# Vamoots to replace Caad7 - Looking for advice



## theFE (Jul 10, 2004)

Like many of the people visiting this forum, I am intrigued by the Moots Vamoots and have some questions. So, any advice is greatly appreciated...

Currently, I'm riding a size 54 C-Dale Caad7 with an 05 Chorus gruppo and 05 Eurus wheels. I'm 5'9", 150 lbs and prefer a good sprint over a mountaintop finish to end a ride. However, living in Georgia, I'm forced to climb and descend more than anything else. Hah.

There are a few things I'm looking for in a new rig - responsiveness, steadiness (descents), weight, and comfort (road absorption) - in that order. Quick acceleration is probably the number important aspect to me because I love the "jump" my current ride gives me. Next would be steadiness because I can be on descents up to 40+ mph. Weight because again, there are some hills. And finally, comfort because the vibration I get on my hands and a** are putting them to sleep. I may be a mere 23 years old, but even I have a threshold.. ha. And more than anything else, its a dusiance rather than a comfort issue when I'm riding on a bumpy road. Frustrates the heck out of me, more so on my hands, than rear. Although, I'm worried that by getting a more comfortable bike, I will sacrifice responsiveness. Is that a correct asumption to make? I guess there are a few factors I should take into consideration, like fork, bars, and such, but that will come eventually.

I've ridden a number of bikes because I used to work at a shop. However, the CF frames I were on never really did anything for me, except the Riddleys, and the one Ti demo (Litespeed Ghisallo) felt like a noodle (might have been the saddle on it though). So, for the Moots owners, can you make any comparisons to the Caad7, Ghisallo, or other CF frames you've been on? Then, also give any kind of input. Obivously, I know I should get on a bike myself and try it out, but I wanted to see if anyone had similiar tastes.

Thanks!


----------



## ipaul (Feb 16, 2004)

I did the same thing and went all out. I went with the compact vamoots SL with custom geometry. I tried to model it around my 54 caad7 but give myself a bit more headtube. The main thing was not to give up on the moots ride and handling if possible. My frame is every bit as quick as the cannondale and in some ways dives into corners much better. Some may call it twitchy and the wheelbase is tight, but the ride is steady and getting easier as I get used to it. I think I was able to stay true to the moots ride, and still get the fit I needed. Either way, Great bike. I went with the SL to try and stay closer to an aluminum ride but without the harshness. I feel it worked out fine for me.

STATED TASK 1
In the Vamoots thread, what size Caad7 is the first poster currently riding?
The thread and the records come from unrelated sources.

DATA TO USE
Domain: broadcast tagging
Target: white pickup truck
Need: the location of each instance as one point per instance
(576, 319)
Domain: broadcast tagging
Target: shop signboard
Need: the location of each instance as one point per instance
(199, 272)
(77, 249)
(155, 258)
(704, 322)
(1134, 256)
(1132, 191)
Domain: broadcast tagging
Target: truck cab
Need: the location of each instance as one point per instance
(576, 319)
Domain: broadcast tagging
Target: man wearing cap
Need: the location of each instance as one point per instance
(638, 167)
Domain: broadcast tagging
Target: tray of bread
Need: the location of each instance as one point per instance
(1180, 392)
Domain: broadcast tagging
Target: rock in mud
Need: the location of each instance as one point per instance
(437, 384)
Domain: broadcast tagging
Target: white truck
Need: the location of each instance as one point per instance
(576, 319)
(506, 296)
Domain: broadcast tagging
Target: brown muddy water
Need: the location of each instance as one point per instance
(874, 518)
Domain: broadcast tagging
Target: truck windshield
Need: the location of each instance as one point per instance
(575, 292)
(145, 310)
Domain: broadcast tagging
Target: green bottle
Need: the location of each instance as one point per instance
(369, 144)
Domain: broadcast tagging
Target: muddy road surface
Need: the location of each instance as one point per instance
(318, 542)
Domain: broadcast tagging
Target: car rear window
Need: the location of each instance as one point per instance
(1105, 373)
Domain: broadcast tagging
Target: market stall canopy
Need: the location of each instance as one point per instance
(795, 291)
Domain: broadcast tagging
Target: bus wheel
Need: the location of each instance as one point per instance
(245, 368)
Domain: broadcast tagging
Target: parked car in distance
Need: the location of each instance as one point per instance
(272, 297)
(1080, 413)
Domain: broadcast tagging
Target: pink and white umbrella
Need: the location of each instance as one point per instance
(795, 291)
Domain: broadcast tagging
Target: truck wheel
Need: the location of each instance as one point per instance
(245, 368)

STATED TASK 2
Pick out every line in the records that contains the string "truck", and copy each one. Case counts.

RIGHT ANSWER 1
A size 54.

RIGHT ANSWER 2
Target: white pickup truck
Target: truck cab
Target: white truck
Target: truck windshield
Target: truck wheel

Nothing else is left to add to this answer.